Natural language region descriptions:
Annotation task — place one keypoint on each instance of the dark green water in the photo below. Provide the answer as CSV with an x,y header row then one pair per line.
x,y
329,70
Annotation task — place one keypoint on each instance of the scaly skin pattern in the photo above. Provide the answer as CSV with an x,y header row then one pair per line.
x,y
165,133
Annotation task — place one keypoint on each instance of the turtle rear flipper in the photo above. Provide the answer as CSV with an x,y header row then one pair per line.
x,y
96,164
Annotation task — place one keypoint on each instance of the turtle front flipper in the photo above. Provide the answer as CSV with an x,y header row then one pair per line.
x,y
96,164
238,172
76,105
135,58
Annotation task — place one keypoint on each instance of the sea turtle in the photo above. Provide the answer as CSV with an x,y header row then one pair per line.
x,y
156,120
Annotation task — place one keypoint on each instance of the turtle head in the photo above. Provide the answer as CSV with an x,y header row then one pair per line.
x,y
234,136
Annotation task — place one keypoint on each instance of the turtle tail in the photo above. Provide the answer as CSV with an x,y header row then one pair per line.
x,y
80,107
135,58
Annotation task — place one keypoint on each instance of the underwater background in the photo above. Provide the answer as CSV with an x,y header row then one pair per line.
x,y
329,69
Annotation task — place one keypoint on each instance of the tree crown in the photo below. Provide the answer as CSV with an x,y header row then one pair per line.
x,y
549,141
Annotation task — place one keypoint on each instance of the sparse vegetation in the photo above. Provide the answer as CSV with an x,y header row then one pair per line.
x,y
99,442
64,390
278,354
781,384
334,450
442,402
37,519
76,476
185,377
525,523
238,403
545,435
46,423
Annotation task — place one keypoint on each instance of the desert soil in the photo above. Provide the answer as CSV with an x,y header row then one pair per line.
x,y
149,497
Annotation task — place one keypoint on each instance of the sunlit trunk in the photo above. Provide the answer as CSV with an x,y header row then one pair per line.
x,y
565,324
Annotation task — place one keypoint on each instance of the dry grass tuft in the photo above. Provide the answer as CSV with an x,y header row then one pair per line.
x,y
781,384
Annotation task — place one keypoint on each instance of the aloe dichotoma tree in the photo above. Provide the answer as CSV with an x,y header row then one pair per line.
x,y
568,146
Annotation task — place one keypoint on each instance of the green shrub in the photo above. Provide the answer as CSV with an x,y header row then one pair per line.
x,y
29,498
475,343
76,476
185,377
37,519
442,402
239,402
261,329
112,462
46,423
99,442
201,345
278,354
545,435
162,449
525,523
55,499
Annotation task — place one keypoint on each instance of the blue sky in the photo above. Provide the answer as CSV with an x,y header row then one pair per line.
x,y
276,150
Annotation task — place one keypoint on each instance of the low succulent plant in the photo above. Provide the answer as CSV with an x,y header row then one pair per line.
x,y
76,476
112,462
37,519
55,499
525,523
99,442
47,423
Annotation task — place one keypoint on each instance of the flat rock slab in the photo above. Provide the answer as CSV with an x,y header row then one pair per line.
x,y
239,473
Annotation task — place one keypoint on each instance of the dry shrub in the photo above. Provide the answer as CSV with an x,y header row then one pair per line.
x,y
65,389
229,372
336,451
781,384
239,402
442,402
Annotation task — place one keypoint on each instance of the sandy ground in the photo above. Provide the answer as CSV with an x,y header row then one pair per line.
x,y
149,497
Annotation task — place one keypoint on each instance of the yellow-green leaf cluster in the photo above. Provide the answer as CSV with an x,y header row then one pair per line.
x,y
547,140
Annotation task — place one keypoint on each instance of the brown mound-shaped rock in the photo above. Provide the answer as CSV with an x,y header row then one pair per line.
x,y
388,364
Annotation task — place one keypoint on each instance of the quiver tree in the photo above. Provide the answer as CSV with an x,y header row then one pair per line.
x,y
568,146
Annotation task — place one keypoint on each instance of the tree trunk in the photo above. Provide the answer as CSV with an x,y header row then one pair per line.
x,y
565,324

## Description of the task
Return all the data exactly as given.

## Answer space
Annotation task — place one keypoint on each instance of the dark green water in the photo below. Provide the answer as CSV with an x,y header row then one pair per line.
x,y
329,70
Annotation task — place one keypoint on each instance of the scaly skin pattern in the photo above. Provide the answer as CSV with an x,y header row then one pair per line.
x,y
165,133
Annotation task — place one keypoint on each instance of the turtle rear flipper in the photo above. Provide the answer as CSV with an x,y header row then one pair per line.
x,y
96,164
Annotation task — place one keypoint on each instance of the turtle front flipper in the photo above. Provide the answer as CSV with an x,y header row then one pair per line.
x,y
96,164
238,172
76,105
135,58
Annotation task — place one keypoint on each instance of the sea turtle in the photo above. Provide the answer as CSV with an x,y header row then one pair per line.
x,y
156,120
Annotation task — place one keypoint on each instance of the turtle head in the photo above. Provide the answer as CSV with an x,y header row then one pair per line.
x,y
234,136
Annotation task — place one keypoint on each instance of the turtle tail in the photo above. Provide the answer as CSV with an x,y header row then one pair per line.
x,y
80,107
135,58
Annotation task — place one keypoint on each instance of the underwater background in the photo above. Provide the answer as CSV with an x,y header row then one pair per line.
x,y
329,69
Annotation task — place one keypoint on each instance of the tree crown in the photo below. Provide the answer as CSV with an x,y header row then one pair per line.
x,y
549,141
Annotation task — place one keypoint on each instance of the sparse vegetation in the photo above. Provide the answer as CSV with an x,y header row then one pair per line.
x,y
99,442
64,390
278,354
781,384
334,450
442,402
37,519
76,476
185,377
525,523
238,403
545,435
46,423
Annotation task — place one keypoint on each instance of the desert soil in the photo above. Provide the answer as CSV with an x,y header row then one pair per line.
x,y
149,497
Annotation task — place one keypoint on each instance of the sunlit trunk in the photo above. Provide the answer as CSV with an x,y header row then one pair per line.
x,y
565,324
Annotation task — place one keypoint on each instance of the dry grass tuft in the photo above. Provide the answer as CSV with an x,y header row then one pair per line.
x,y
781,384
Annotation task — place one keypoint on each instance of the aloe dichotoma tree in the photo above. Provide the answer as CSV with an x,y header row then one pair per line.
x,y
568,146
Annotation task — place one keypoint on each instance of the green shrub in the photo above. Provide the answer as CSV with an x,y header row then one pair per line.
x,y
29,498
475,343
76,476
185,377
37,519
442,402
239,402
261,329
112,462
46,423
99,442
201,345
278,354
545,435
162,449
525,523
55,499
Annotation task — place one keypoint on each instance of the blue sky in the photo above. Provide the answer as CSV with an x,y header row then one pair per line.
x,y
276,150
Annotation task — place one keypoint on each instance of the low succulent plant in the photo above. Provide the answer as CSV with an x,y header row then one pair per line.
x,y
76,476
112,462
37,519
55,499
525,523
99,442
47,423
Annotation task — place one keypoint on each instance of the flat rock slab in the photo above. Provide the answer as CSV with an x,y header row then one pair per line.
x,y
239,473
Annotation task — place one keypoint on each instance of the dry shrub in the photo above. Provide the answer as CSV with an x,y header row then one pair per line.
x,y
65,389
229,372
336,451
781,384
239,402
442,402
Annotation task — place one keypoint on each instance of the sandy ground in the photo above. Provide the answer as CSV with an x,y header row then one pair per line.
x,y
149,497
Annotation task — place one keypoint on each instance of the yellow-green leaf cluster in the photo above. Provide the answer as CSV with an x,y header row then one pair per line.
x,y
547,140
Annotation task — place one keypoint on each instance of the brown mound-shaped rock in the photo above. Provide the answer as CSV with an x,y header row then one pair per line.
x,y
388,364
Annotation task — place one keypoint on each instance of the quiver tree in the photo above. Provide the answer as CSV with an x,y header row then one pair per line.
x,y
568,146
Annotation task — place one keypoint on each instance of the tree trunk in the photo above. Provide the answer as CSV with an x,y header row then one pair per line.
x,y
565,324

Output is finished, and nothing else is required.